§ **TAREFAS A REALIZAR**:
1. Responda com base no excerto sobre as conclusões do advogado-geral:
(a) Em que data foram apresentadas as conclusões?
(b) Que artigos do Tratado CEE a Comissão alega terem sido incumpridos pela República Italiana?
(c) Que lei estabelece o estatuto da profissão de jornalista?
2. Extraia, sem alterações, o trecho do excerto sobre as conclusões do advogado-geral que vai de "CONCLUSÕES DO ADVOGADO-GERAL" a "a certas profissões.".

§ **EXCERTO FORNECIDO**:
CONCLUSÕES DO ADVOGADO-GERAL

JEAN MISCHO

apresentadas em 17 de Junho de 1986 ( *1 )

Senhor Presidente,

Senhores Juízes,

Pela presente acção, a Comissão tem como objectivo, no essencial, obter a declaração de que a República Italiana não cumpriu as obrigações que lhe incumbem por força dos artigos 48.°, 52.° e 59.° do Tratado CEE, ao manter em vigor disposições legislativas que não respeitam o princípio da igualdade de tratamento entre os nacionais italianos e os de outros Estados-membros das Comunidades, relativamente ao acesso a certas profissões.

Por força das disposições em causa:

1)

A equiparação dos nacionais de outros Estados-membros aos nacionais italianos quanto ao acesso a diversas actividades profissionais ligadas ao turismo encontra-se dependente da condição de reciprocidade (artigo 11.° da lei-quadro sobre o turismo e as iniciativas orientadas para o reforço e a melhoria da oferta turística) ;

2)

A inscrição de nacionais estrangeiros nas listas especiais anexas ao quadro de jornalistas profissionais e colaboradores encontra-se sujeita à condição de reciprocidade e a inscrição de jornalistas estagiários no respectivo registo é exclusivamente reservada aos nacionais italianos (artigos 28.°, 29.°, 31.°, 33.°, 35.°, 36.° e 38.° da Lei n.° 69, de 3 de Fevereiro de 1963, relativa ao estatuto da profissão de jornalista);

3)

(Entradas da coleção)
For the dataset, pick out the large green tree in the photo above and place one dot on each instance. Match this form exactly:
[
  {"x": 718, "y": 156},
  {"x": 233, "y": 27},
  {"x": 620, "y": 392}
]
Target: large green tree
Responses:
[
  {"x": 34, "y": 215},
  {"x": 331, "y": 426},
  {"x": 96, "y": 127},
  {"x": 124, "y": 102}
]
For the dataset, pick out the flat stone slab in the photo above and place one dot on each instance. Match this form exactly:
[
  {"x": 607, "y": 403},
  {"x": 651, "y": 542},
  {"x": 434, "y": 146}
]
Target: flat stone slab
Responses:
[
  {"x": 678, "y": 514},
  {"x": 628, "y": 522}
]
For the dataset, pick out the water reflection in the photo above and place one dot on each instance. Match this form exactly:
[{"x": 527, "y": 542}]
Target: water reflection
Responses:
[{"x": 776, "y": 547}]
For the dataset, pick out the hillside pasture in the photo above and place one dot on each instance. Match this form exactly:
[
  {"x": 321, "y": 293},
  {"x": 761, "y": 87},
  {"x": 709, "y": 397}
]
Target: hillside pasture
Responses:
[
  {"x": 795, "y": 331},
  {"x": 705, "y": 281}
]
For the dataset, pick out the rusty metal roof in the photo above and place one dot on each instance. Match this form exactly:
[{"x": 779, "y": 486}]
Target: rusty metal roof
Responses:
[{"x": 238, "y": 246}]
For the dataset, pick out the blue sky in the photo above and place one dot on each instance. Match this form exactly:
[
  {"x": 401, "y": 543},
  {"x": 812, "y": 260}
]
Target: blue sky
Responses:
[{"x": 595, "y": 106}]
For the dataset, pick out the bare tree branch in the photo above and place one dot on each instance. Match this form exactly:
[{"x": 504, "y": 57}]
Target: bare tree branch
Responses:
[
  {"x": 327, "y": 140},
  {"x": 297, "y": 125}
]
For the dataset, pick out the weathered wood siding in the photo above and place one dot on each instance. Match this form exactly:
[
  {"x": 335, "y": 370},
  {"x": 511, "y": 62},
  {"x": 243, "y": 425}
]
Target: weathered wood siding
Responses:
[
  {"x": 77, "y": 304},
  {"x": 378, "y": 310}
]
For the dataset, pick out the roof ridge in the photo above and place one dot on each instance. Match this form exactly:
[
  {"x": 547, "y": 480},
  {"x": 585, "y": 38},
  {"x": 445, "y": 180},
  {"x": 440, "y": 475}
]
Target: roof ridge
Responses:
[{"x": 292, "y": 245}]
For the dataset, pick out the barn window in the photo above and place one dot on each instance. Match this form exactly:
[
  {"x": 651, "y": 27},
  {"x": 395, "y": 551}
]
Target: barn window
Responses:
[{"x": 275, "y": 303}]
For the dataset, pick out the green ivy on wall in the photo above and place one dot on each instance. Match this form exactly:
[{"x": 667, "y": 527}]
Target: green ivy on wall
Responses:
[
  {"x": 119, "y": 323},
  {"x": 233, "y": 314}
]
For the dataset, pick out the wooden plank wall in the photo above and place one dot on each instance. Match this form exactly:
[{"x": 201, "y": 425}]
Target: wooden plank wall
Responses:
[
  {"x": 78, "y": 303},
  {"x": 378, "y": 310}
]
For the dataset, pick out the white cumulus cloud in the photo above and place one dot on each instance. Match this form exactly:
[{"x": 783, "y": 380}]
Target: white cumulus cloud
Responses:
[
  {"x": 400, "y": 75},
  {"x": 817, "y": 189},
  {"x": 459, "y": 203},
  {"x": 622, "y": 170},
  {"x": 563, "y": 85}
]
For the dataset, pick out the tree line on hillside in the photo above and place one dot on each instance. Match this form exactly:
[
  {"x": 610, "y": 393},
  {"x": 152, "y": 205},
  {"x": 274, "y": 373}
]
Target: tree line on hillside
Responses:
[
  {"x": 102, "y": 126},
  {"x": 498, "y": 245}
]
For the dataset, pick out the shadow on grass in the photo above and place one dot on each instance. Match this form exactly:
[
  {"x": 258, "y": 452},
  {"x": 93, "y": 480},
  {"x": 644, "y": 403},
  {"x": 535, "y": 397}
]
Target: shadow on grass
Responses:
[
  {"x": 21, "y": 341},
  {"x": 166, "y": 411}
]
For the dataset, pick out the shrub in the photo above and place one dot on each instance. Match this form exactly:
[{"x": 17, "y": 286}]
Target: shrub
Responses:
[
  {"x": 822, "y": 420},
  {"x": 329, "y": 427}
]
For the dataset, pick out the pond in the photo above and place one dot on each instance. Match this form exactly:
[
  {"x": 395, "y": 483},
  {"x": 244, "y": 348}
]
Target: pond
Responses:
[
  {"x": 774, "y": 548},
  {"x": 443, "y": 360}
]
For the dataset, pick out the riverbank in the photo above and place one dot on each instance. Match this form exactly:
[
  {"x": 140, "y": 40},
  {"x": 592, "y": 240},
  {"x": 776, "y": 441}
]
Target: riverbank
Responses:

§ **RESULTADOS POR TAREFA**:
1.
(a) Em 17 de Junho de 1986.
(b) Os artigos 48.°, 52.° e 59.°.
(c) A Lei n.° 69, de 3 de Fevereiro de 1963.

2.
CONCLUSÕES DO ADVOGADO-GERAL

JEAN MISCHO

apresentadas em 17 de Junho de 1986 ( *1 )

Senhor Presidente,

Senhores Juízes,

Pela presente acção, a Comissão tem como objectivo, no essencial, obter a declaração de que a República Italiana não cumpriu as obrigações que lhe incumbem por força dos artigos 48.°, 52.° e 59.° do Tratado CEE, ao manter em vigor disposições legislativas que não respeitam o princípio da igualdade de tratamento entre os nacionais italianos e os de outros Estados-membros das Comunidades, relativamente ao acesso a certas profissões.